§ DIRECTIONS FOR THIS TASK
Transcribe all data verbatim. Skip the pictures.
──────────
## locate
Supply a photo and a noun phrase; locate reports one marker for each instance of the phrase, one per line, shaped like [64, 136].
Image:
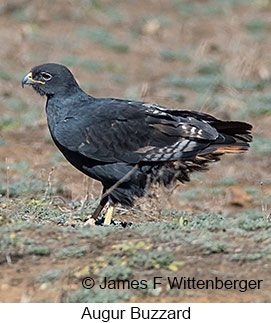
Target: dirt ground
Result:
[211, 55]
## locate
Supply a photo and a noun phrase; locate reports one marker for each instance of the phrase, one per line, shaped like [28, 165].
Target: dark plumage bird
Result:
[129, 145]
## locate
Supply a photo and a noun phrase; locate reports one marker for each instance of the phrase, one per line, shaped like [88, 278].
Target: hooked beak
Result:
[28, 80]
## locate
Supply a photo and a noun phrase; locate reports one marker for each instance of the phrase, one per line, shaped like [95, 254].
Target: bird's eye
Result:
[46, 76]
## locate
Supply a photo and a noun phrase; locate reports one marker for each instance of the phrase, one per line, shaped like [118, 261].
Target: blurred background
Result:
[207, 55]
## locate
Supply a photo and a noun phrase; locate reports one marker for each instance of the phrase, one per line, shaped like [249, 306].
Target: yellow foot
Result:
[90, 221]
[109, 215]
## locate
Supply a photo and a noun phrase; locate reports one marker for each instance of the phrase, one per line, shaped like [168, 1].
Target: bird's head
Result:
[51, 79]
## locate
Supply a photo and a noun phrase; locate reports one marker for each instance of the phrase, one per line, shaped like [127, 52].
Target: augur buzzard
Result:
[129, 145]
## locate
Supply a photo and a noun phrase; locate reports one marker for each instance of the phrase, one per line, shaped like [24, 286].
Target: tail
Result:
[234, 137]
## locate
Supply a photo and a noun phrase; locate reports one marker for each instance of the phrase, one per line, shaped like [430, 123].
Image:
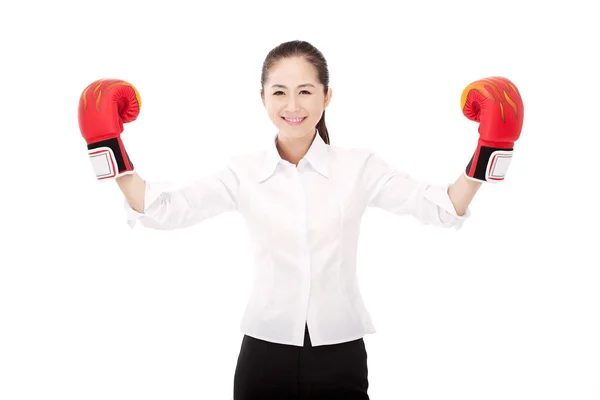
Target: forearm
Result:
[134, 189]
[461, 193]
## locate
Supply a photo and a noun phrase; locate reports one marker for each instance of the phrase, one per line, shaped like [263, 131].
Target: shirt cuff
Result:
[447, 213]
[151, 195]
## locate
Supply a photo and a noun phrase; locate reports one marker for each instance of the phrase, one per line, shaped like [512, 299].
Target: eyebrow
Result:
[285, 87]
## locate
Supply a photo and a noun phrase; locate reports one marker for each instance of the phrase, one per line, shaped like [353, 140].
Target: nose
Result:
[293, 104]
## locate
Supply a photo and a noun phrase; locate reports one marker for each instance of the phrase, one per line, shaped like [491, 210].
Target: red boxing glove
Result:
[497, 105]
[105, 105]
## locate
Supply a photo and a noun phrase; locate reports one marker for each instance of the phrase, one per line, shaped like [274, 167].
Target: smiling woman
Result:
[295, 91]
[302, 200]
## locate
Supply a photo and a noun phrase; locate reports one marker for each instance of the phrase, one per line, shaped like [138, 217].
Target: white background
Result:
[506, 308]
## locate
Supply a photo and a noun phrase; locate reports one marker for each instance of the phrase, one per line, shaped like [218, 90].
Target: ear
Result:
[328, 97]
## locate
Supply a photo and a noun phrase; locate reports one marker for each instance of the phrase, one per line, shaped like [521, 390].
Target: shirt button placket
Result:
[303, 241]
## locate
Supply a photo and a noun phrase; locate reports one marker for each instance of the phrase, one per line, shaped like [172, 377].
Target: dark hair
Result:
[299, 48]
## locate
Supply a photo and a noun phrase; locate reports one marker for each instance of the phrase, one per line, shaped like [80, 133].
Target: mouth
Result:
[294, 121]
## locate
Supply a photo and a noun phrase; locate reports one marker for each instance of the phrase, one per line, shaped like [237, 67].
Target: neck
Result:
[294, 149]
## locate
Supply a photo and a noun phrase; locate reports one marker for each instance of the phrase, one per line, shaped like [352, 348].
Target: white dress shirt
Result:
[304, 225]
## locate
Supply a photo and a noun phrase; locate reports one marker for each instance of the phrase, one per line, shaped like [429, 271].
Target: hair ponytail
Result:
[322, 129]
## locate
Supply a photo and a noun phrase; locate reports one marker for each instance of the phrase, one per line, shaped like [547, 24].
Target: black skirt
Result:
[268, 370]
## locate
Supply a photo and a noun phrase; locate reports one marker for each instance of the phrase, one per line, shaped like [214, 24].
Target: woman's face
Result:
[294, 98]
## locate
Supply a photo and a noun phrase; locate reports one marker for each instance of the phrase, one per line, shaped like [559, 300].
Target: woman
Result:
[302, 200]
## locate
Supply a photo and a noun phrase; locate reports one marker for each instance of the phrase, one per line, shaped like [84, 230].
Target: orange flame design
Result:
[99, 89]
[499, 90]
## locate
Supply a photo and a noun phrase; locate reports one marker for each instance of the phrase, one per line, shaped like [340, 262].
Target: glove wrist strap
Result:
[109, 159]
[489, 163]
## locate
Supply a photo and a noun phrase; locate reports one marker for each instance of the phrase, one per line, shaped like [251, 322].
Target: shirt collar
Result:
[316, 156]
──────────
§ FINAL ANSWER
## locate
Supply a photo and a noun phrase; locate reports one marker for each instance of the phrase, one per line, shaped like [64, 136].
Image:
Target: dirt ground
Result:
[211, 55]
## locate
Supply a photo and a noun phrase; locate reports one marker for each instance of the phrase, one per line, shaped like [28, 165].
Target: dark plumage bird
Result:
[129, 145]
## locate
Supply a photo and a noun phrase; locate reports one marker for each instance of the phrase, one per line, shaped like [88, 278].
Target: hooked beak
Result:
[28, 80]
## locate
Supply a photo and a noun phrase; locate reports one marker for each instance of the phrase, one per line, shaped like [95, 254].
Target: bird's eye
Result:
[46, 76]
## locate
Supply a photo and a noun phrase; locate reports one marker for each instance of the phrase, one per line, shaped like [118, 261].
Target: blurred background
Result:
[207, 55]
## locate
Supply a photo and a noun phrase; locate reports one marker for each instance of the phrase, one per line, shaped like [249, 306].
Target: yellow foot
Result:
[90, 221]
[109, 215]
## locate
Supply a photo and a noun phrase; locate reports one marker for each instance of the phrase, one per line, shaped like [168, 1].
Target: bird's head
Result:
[51, 79]
## locate
Supply a photo and a noun phrase; locate reports one marker for each instance of the phrase, one per line, shaped like [127, 52].
Target: augur buzzard
Result:
[129, 145]
## locate
Supply a photo and a noun phrase; locate reports one marker for each instance of the phrase, one per line, shaped like [24, 286].
Target: tail
Result:
[234, 137]
## locate
Supply a photo and a noun phrase; locate reports one marker for each instance of the phrase, one per line, shaped like [430, 123].
Image:
Target: forearm
Result:
[134, 189]
[461, 193]
## locate
Supply a photo and a noun phrase; locate reports one marker for each instance of the phrase, one per line, shaped like [263, 131].
Target: shirt cuff
Result:
[447, 213]
[151, 195]
## locate
Supply a photo and a noun phrase; locate reports one marker for each instance of the phrase, one per line, shaped like [512, 299].
Target: eyebrow
Result:
[285, 87]
## locate
Supply a photo and a noun phrase; locate reports one marker for each instance of the phrase, one per line, shaped like [353, 140].
Target: nose
Result:
[293, 104]
## locate
Supply a photo and a noun phrase; locate reports one marker for each instance of the phrase, one per line, shaped like [491, 210].
Target: red boxing glove
Result:
[497, 105]
[105, 105]
## locate
Supply a photo and a noun phrase; locate reports one marker for each instance of the phrase, one per line, shaped like [274, 167].
Target: smiling woman
Result:
[295, 91]
[302, 200]
## locate
Supply a photo and a noun phrase; locate reports one marker for each instance of the phrase, one per line, shaped like [138, 217].
Target: white background
Result:
[506, 308]
## locate
Supply a photo and a noun phrase; locate reports one marker for each instance of the phrase, one per line, shaped like [218, 90].
Target: ear
Result:
[328, 97]
## locate
Supply a photo and a noun phrase; locate reports one marker for each instance of the phrase, one per line, shaped like [521, 390].
Target: shirt button placket
Result:
[303, 241]
## locate
Supply a photo and a noun phrase; locate reports one marker for each instance of the phrase, one per line, shaped like [172, 377].
Target: dark hair
Result:
[299, 48]
## locate
Supply a photo and a noun phrase; locate reports one marker for each instance of the phrase, one per line, shaped like [80, 133].
Target: mouth
Result:
[294, 121]
## locate
Supply a photo and a noun phrase; locate reports one marker for each instance of the phrase, one per line, shaped like [237, 67].
Target: neck
Result:
[294, 149]
## locate
Supply a photo and a noun phrase; locate reports one marker for each instance of the phrase, one per line, shaped like [352, 348].
Target: white dress shirt
Result:
[304, 225]
## locate
Supply a photo and a noun phrase; locate reports one marker for each instance of the phrase, one per line, shaped like [429, 271].
Target: hair ponytail
Result:
[322, 129]
## locate
Supply a photo and a noun phrase; locate reports one marker for each instance of the phrase, one per line, shaped like [547, 24].
Target: black skirt
Result:
[268, 370]
## locate
Supply a photo and a noun phrase; locate reports one marker for each instance of the phrase, one per line, shaped like [214, 24].
Target: woman's face
Result:
[294, 98]
## locate
Supply a photo and a noun phrase; locate reports one marker for each instance of the phrase, one per line, shaped like [559, 300].
Target: woman
Result:
[302, 200]
## locate
Supply a photo and a noun phrase; locate reports one marker for each instance of the phrase, one per line, shaped like [84, 230].
Target: orange flame design
Result:
[99, 89]
[499, 90]
## locate
Supply a photo and a noun phrase; locate reports one marker for each instance of the phrase, one per line, shaped like [340, 262].
Target: glove wrist strap
Result:
[109, 159]
[489, 163]
## locate
Supply a photo and a noun phrase; locate reports one marker for each instance of the phrase, one per line, shaped like [251, 322].
Target: shirt collar
Result:
[316, 156]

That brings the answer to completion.